### Stated goal
Reproduce the records from the start through the line containing "x=191 y=188", both ends included, keeping every line unchanged except that each x and y pin coordinate in the answers is raised by 67. Omit the pictures from your output.

### Information given
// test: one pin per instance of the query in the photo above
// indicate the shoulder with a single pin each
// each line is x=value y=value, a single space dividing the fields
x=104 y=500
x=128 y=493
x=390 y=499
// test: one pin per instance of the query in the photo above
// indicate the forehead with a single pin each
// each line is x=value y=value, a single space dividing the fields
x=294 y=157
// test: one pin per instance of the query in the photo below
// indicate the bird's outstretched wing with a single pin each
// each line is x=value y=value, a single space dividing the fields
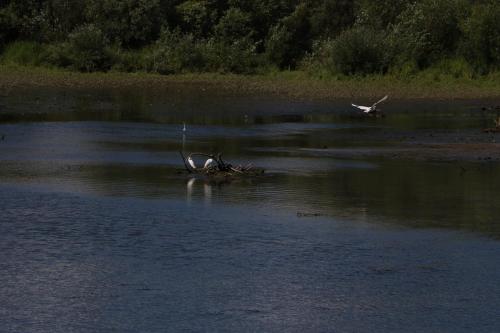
x=361 y=107
x=383 y=99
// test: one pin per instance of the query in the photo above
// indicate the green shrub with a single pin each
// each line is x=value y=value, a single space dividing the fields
x=24 y=53
x=175 y=52
x=427 y=31
x=481 y=43
x=289 y=40
x=86 y=50
x=237 y=57
x=357 y=51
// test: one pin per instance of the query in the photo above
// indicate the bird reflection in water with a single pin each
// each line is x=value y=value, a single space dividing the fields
x=191 y=188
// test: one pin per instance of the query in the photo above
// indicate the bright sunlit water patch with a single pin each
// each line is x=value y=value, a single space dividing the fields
x=101 y=229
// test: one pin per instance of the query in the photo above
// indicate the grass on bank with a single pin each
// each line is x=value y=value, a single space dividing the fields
x=24 y=64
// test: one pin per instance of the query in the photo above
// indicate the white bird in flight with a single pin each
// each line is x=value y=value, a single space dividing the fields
x=191 y=162
x=209 y=163
x=370 y=109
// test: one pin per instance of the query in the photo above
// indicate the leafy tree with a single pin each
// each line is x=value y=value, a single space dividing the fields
x=290 y=39
x=428 y=31
x=359 y=50
x=197 y=17
x=234 y=25
x=86 y=50
x=379 y=14
x=329 y=17
x=481 y=44
x=130 y=23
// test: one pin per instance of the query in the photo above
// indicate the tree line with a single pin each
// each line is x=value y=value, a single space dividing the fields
x=336 y=37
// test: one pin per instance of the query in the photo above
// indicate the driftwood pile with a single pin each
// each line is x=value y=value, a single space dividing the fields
x=217 y=167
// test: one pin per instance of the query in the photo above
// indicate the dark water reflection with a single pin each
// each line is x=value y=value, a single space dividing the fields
x=101 y=231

### Task result
// test: one pin per instance of the query in the photo above
// indicate the shoulder with a single pin each
// each line is x=value y=value, a single space dividing the fields
x=171 y=567
x=195 y=560
x=457 y=566
// test: one pin per instance of the query in the photo above
// indicate the forehead with a single pin each
// each line is x=value y=value, a single space dividing the fields
x=361 y=224
// test: one pin per instance of the query in the photo below
// indicate the bird's outstretched wing with a single pin each
// each line is x=value y=value, a single space dividing the fields
x=428 y=174
x=450 y=166
// test: one pin per instance of the query in the photo above
// indicate the green shrub with a single pin each
// each line is x=value y=value, a single space dividing the fields
x=91 y=120
x=242 y=119
x=494 y=98
x=548 y=110
x=356 y=107
x=153 y=117
x=304 y=124
x=424 y=118
// test: one pin per instance of the query in the photo above
// indicate the bird reflection in water with a single pin each
// each line is x=value y=value, a single space dividing the fields
x=258 y=255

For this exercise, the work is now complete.